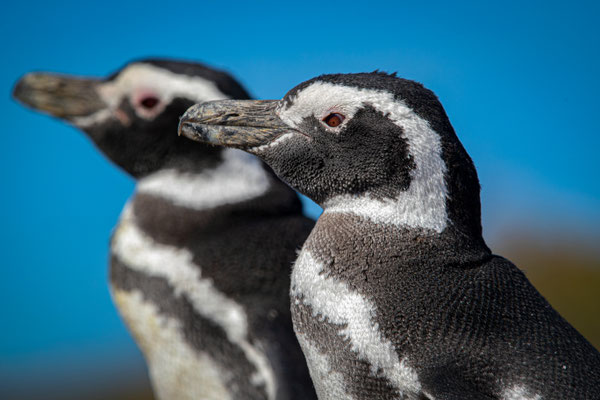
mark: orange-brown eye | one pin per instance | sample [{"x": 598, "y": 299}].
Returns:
[
  {"x": 334, "y": 119},
  {"x": 149, "y": 102}
]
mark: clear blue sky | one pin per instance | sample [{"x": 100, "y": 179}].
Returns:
[{"x": 519, "y": 81}]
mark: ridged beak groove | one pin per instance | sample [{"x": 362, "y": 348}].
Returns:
[
  {"x": 242, "y": 124},
  {"x": 59, "y": 95}
]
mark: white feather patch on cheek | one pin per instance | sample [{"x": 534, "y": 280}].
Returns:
[{"x": 423, "y": 205}]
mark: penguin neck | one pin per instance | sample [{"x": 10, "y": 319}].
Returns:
[
  {"x": 414, "y": 213},
  {"x": 235, "y": 178}
]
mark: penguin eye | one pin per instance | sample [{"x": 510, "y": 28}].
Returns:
[
  {"x": 334, "y": 119},
  {"x": 149, "y": 102}
]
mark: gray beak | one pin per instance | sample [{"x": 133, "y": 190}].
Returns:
[
  {"x": 59, "y": 95},
  {"x": 242, "y": 124}
]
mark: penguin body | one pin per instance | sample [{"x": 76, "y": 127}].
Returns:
[
  {"x": 395, "y": 294},
  {"x": 201, "y": 256}
]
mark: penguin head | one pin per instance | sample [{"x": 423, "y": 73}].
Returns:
[
  {"x": 368, "y": 143},
  {"x": 132, "y": 115}
]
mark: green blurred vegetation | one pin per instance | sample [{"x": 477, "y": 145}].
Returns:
[{"x": 567, "y": 274}]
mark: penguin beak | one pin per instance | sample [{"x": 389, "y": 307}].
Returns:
[
  {"x": 59, "y": 95},
  {"x": 243, "y": 124}
]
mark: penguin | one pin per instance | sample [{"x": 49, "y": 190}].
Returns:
[
  {"x": 395, "y": 294},
  {"x": 200, "y": 260}
]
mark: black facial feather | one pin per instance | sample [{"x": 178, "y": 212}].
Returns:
[
  {"x": 463, "y": 202},
  {"x": 368, "y": 155}
]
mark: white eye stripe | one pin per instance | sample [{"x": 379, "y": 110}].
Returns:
[
  {"x": 424, "y": 203},
  {"x": 165, "y": 84}
]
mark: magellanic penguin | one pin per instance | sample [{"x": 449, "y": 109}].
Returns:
[
  {"x": 395, "y": 294},
  {"x": 202, "y": 255}
]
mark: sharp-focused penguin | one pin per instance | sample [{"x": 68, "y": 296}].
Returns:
[
  {"x": 395, "y": 294},
  {"x": 202, "y": 255}
]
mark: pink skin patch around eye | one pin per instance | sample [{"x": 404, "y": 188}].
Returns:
[{"x": 147, "y": 103}]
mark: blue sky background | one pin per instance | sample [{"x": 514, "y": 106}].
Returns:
[{"x": 519, "y": 81}]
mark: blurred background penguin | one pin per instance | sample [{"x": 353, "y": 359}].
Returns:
[{"x": 519, "y": 81}]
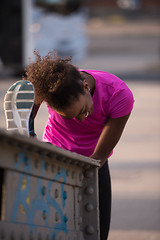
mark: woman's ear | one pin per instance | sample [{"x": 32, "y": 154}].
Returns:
[{"x": 85, "y": 85}]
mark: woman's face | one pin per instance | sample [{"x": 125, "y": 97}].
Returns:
[{"x": 80, "y": 108}]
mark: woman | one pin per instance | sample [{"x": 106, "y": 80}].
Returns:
[{"x": 88, "y": 111}]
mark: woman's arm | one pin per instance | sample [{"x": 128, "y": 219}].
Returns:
[
  {"x": 109, "y": 137},
  {"x": 31, "y": 119}
]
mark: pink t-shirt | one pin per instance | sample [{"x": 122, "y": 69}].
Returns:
[{"x": 111, "y": 98}]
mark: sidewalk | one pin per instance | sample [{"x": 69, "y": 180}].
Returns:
[{"x": 135, "y": 165}]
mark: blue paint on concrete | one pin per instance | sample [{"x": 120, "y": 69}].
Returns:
[{"x": 42, "y": 202}]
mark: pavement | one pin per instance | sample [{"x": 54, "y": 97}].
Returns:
[{"x": 129, "y": 49}]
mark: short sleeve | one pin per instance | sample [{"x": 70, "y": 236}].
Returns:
[{"x": 121, "y": 102}]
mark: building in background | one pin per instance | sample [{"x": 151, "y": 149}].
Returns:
[{"x": 54, "y": 24}]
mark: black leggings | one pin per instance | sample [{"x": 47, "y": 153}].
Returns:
[{"x": 104, "y": 200}]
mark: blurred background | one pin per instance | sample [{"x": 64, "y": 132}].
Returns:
[{"x": 118, "y": 36}]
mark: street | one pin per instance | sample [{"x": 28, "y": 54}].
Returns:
[{"x": 132, "y": 54}]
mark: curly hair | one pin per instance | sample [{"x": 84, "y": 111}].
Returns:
[{"x": 55, "y": 80}]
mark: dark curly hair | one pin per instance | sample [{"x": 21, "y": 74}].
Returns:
[{"x": 55, "y": 80}]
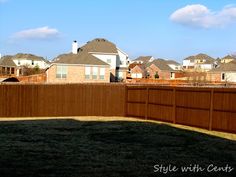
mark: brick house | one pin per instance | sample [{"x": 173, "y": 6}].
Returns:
[
  {"x": 200, "y": 62},
  {"x": 227, "y": 59},
  {"x": 78, "y": 68},
  {"x": 15, "y": 65},
  {"x": 163, "y": 69},
  {"x": 225, "y": 72},
  {"x": 7, "y": 66},
  {"x": 143, "y": 60},
  {"x": 137, "y": 71},
  {"x": 109, "y": 53}
]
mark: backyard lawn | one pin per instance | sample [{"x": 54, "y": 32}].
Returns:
[{"x": 118, "y": 148}]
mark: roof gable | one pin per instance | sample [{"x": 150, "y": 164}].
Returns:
[
  {"x": 7, "y": 61},
  {"x": 99, "y": 45},
  {"x": 161, "y": 64},
  {"x": 80, "y": 58}
]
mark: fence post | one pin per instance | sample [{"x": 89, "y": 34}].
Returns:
[
  {"x": 125, "y": 105},
  {"x": 174, "y": 105},
  {"x": 211, "y": 109},
  {"x": 146, "y": 104}
]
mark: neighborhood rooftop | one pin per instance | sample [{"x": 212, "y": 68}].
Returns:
[{"x": 81, "y": 58}]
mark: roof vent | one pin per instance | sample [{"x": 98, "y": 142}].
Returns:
[{"x": 75, "y": 47}]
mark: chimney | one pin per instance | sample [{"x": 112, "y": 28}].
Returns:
[{"x": 74, "y": 47}]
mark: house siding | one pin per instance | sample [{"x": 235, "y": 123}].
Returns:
[
  {"x": 76, "y": 74},
  {"x": 162, "y": 74}
]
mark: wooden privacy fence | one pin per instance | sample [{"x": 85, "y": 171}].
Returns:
[
  {"x": 209, "y": 108},
  {"x": 22, "y": 100}
]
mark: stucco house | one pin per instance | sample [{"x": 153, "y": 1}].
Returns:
[
  {"x": 163, "y": 69},
  {"x": 200, "y": 62},
  {"x": 225, "y": 72},
  {"x": 78, "y": 67}
]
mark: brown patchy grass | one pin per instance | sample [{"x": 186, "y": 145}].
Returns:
[{"x": 107, "y": 147}]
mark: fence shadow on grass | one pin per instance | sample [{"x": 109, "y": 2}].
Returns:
[{"x": 115, "y": 148}]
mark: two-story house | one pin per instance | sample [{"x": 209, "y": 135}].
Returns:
[
  {"x": 15, "y": 65},
  {"x": 108, "y": 52},
  {"x": 98, "y": 60},
  {"x": 200, "y": 62}
]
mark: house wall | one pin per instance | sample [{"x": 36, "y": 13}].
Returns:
[
  {"x": 175, "y": 67},
  {"x": 108, "y": 56},
  {"x": 187, "y": 63},
  {"x": 137, "y": 72},
  {"x": 5, "y": 70},
  {"x": 214, "y": 77},
  {"x": 162, "y": 74},
  {"x": 76, "y": 74},
  {"x": 41, "y": 64},
  {"x": 204, "y": 66},
  {"x": 116, "y": 61},
  {"x": 122, "y": 59}
]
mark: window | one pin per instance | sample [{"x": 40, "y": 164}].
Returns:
[
  {"x": 61, "y": 72},
  {"x": 95, "y": 72},
  {"x": 87, "y": 72},
  {"x": 109, "y": 61},
  {"x": 172, "y": 75},
  {"x": 223, "y": 76},
  {"x": 8, "y": 70},
  {"x": 102, "y": 73},
  {"x": 12, "y": 70}
]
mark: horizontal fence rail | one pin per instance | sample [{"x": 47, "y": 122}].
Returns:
[{"x": 208, "y": 108}]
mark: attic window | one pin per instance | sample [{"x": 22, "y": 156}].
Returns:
[{"x": 222, "y": 76}]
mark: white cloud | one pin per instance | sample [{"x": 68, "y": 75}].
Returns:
[
  {"x": 41, "y": 33},
  {"x": 2, "y": 1},
  {"x": 198, "y": 15}
]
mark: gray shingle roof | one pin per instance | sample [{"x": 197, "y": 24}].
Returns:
[
  {"x": 81, "y": 58},
  {"x": 229, "y": 57},
  {"x": 144, "y": 59},
  {"x": 201, "y": 57},
  {"x": 7, "y": 61},
  {"x": 84, "y": 55},
  {"x": 99, "y": 45},
  {"x": 172, "y": 62},
  {"x": 27, "y": 57},
  {"x": 231, "y": 66},
  {"x": 161, "y": 64}
]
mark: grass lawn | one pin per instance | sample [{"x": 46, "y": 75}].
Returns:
[{"x": 119, "y": 148}]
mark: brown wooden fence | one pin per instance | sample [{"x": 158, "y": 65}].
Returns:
[
  {"x": 209, "y": 108},
  {"x": 62, "y": 100}
]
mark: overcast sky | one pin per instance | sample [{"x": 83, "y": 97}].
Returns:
[{"x": 167, "y": 29}]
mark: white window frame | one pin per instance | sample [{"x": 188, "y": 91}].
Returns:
[
  {"x": 95, "y": 73},
  {"x": 102, "y": 73},
  {"x": 61, "y": 72},
  {"x": 223, "y": 74}
]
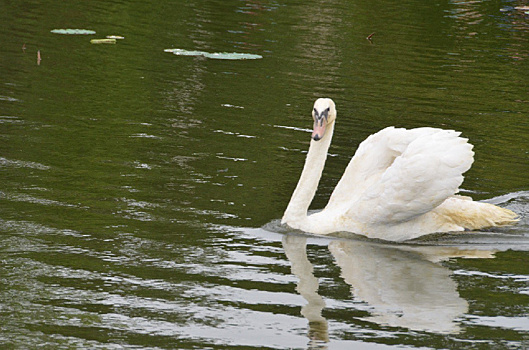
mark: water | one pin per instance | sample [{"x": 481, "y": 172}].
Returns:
[{"x": 141, "y": 191}]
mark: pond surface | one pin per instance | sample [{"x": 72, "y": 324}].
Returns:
[{"x": 141, "y": 191}]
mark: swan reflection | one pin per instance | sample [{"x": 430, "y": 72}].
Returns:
[{"x": 404, "y": 286}]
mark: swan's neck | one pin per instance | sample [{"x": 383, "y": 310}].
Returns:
[{"x": 298, "y": 206}]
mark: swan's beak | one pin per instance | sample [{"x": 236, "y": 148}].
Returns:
[{"x": 319, "y": 129}]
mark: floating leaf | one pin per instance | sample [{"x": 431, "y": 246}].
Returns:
[
  {"x": 215, "y": 55},
  {"x": 103, "y": 41},
  {"x": 73, "y": 31}
]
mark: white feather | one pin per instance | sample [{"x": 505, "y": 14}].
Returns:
[{"x": 399, "y": 185}]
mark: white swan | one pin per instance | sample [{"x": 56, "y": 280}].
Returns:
[{"x": 399, "y": 185}]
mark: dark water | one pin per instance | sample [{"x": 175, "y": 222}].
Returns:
[{"x": 140, "y": 191}]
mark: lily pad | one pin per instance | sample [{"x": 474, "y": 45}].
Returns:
[
  {"x": 73, "y": 31},
  {"x": 215, "y": 55}
]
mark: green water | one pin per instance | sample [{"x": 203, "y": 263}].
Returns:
[{"x": 140, "y": 191}]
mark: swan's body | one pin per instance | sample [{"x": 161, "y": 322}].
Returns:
[{"x": 400, "y": 184}]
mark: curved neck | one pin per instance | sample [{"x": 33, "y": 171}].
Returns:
[{"x": 308, "y": 181}]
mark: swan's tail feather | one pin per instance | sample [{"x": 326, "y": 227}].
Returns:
[{"x": 476, "y": 215}]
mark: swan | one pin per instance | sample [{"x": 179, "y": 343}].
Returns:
[{"x": 399, "y": 185}]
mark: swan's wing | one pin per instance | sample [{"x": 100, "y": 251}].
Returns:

[Work to do] Could you reproduce, word for word, the part of the listing that opens with the line containing "mark: swan's body" and closes with the last line of the listing?

[Final result]
mark: swan's body | one pin per instance | sample [{"x": 161, "y": 322}].
Returns:
[{"x": 400, "y": 184}]
mark: curved neck | one pin per instance | sample [{"x": 33, "y": 171}].
Returns:
[{"x": 308, "y": 181}]
mark: swan's tail feather | one pin per instance | sample [{"x": 326, "y": 227}].
Returns:
[{"x": 476, "y": 215}]
mark: swan | one pin per instance | sample [{"x": 179, "y": 343}].
Returns:
[{"x": 399, "y": 185}]
mark: swan's wing | one pin per instance | sample [{"x": 100, "y": 251}].
Returns:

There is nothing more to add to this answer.